## 任务说明
请将以下各条目逐字照抄一遍，不作任何改动。

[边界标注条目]
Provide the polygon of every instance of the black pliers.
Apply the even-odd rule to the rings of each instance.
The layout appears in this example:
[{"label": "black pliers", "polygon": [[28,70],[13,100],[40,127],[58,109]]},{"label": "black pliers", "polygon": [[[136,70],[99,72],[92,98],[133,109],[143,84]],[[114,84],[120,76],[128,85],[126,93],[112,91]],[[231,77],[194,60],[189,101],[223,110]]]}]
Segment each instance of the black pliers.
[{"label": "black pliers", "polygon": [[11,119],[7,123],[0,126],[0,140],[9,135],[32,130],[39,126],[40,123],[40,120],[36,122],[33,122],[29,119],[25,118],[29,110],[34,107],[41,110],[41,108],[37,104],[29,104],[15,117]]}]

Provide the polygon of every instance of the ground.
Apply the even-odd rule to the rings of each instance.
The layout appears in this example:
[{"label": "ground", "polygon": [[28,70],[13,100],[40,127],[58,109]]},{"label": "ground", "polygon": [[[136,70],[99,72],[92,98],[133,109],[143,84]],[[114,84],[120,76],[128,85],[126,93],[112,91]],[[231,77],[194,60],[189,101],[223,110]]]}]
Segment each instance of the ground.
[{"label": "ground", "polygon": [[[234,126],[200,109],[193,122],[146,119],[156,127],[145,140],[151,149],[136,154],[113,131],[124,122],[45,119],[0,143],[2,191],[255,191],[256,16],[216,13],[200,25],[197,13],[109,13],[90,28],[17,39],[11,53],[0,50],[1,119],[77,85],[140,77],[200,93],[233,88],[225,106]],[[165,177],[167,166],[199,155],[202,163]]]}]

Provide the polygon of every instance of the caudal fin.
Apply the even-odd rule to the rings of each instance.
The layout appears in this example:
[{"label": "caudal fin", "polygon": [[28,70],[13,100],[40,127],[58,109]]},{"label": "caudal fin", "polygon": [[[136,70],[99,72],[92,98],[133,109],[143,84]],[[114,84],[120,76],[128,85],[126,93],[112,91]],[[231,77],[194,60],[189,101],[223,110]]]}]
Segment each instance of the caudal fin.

## 完成结果
Provide the polygon of every instance of the black pliers.
Apply the even-odd rule to the rings of each instance.
The layout appears in this example:
[{"label": "black pliers", "polygon": [[28,70],[13,100],[40,127],[58,109]]},{"label": "black pliers", "polygon": [[[136,70],[99,72],[92,98],[133,109],[143,84]],[[114,84],[120,76],[128,85],[126,93],[112,91]],[[231,77],[194,60],[189,101],[223,110]]]}]
Segment each instance of the black pliers.
[{"label": "black pliers", "polygon": [[11,119],[7,123],[0,126],[0,140],[9,135],[32,130],[39,126],[40,123],[40,120],[36,122],[33,122],[29,119],[25,118],[29,110],[34,107],[41,110],[41,108],[37,104],[29,104],[15,117]]}]

Provide the polygon of every instance of the ground.
Apply the even-odd rule to the rings of each instance.
The layout appears in this example:
[{"label": "ground", "polygon": [[28,70],[13,100],[40,127],[58,109]]},{"label": "ground", "polygon": [[[136,70],[99,72],[92,98],[133,109],[143,84]],[[114,84],[120,76],[128,85],[126,93],[112,91]],[[231,77],[194,60],[189,101],[223,110]]]}]
Segment each instance of the ground.
[{"label": "ground", "polygon": [[[234,126],[200,109],[193,122],[146,119],[156,127],[145,140],[151,149],[136,154],[113,131],[124,122],[45,119],[0,143],[2,191],[255,191],[256,16],[216,13],[200,25],[197,13],[109,13],[90,28],[17,39],[11,53],[0,50],[1,119],[77,85],[140,77],[200,93],[233,88],[225,106]],[[165,177],[167,166],[199,155],[202,163]]]}]

Provide the polygon of every instance of the caudal fin.
Apply the even-odd rule to the rings of each instance.
The layout appears in this example:
[{"label": "caudal fin", "polygon": [[28,70],[13,100],[40,127],[58,109]]},{"label": "caudal fin", "polygon": [[[136,70],[99,72],[92,98],[133,109],[143,84]],[[114,84],[120,76],[128,85],[126,93],[112,91]],[[231,77],[194,60],[189,101],[223,110]]]}]
Segment each instance of the caudal fin.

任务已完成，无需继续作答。